◆ DATA FOR THIS EXERCISE
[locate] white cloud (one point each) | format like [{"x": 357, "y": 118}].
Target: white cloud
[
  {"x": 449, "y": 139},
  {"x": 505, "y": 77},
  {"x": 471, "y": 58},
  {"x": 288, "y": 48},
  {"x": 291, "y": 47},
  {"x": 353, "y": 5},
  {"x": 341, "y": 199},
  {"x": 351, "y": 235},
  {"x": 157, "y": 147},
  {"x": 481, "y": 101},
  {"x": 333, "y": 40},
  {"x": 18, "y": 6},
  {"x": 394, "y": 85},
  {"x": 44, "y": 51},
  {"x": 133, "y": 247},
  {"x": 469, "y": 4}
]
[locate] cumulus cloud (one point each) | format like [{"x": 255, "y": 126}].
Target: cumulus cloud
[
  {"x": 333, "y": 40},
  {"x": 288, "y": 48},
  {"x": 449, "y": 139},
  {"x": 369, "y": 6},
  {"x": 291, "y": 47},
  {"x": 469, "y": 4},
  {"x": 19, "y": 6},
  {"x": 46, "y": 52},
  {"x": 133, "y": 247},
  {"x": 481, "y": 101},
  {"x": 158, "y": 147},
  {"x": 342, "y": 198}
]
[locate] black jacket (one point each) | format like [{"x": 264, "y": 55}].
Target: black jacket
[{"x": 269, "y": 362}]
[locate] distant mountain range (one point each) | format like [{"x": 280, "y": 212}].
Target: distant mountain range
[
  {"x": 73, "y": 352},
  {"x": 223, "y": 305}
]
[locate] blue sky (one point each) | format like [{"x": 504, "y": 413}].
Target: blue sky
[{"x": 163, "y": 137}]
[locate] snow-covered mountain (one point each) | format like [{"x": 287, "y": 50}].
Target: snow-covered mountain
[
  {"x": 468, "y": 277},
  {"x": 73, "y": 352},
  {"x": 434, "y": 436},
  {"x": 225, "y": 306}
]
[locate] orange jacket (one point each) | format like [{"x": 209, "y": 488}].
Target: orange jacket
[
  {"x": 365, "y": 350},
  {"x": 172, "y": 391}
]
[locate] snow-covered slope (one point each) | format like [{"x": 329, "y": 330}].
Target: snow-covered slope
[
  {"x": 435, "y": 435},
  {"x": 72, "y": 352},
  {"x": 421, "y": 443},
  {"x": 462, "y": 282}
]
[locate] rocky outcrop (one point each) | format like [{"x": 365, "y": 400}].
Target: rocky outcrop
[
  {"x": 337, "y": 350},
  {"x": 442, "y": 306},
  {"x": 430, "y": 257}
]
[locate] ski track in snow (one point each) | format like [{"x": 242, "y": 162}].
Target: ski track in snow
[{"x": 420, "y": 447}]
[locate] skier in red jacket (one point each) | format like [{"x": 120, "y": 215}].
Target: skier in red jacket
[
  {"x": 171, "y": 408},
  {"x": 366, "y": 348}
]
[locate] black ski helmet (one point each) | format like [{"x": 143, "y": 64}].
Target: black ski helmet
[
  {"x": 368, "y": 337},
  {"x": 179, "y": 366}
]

◆ WHAT TO WORK ON
Retype exactly the lines of the data above that fall between the line with "[locate] blue sky" and the line with "[locate] snow-covered mountain", inclusive, and add nothing.

◆ RESPONSE TO THIS TASK
[locate] blue sky (one point each) | format like [{"x": 504, "y": 413}].
Target: blue sky
[{"x": 163, "y": 137}]
[locate] snow-covered mountain (one point each) | format like [{"x": 287, "y": 50}].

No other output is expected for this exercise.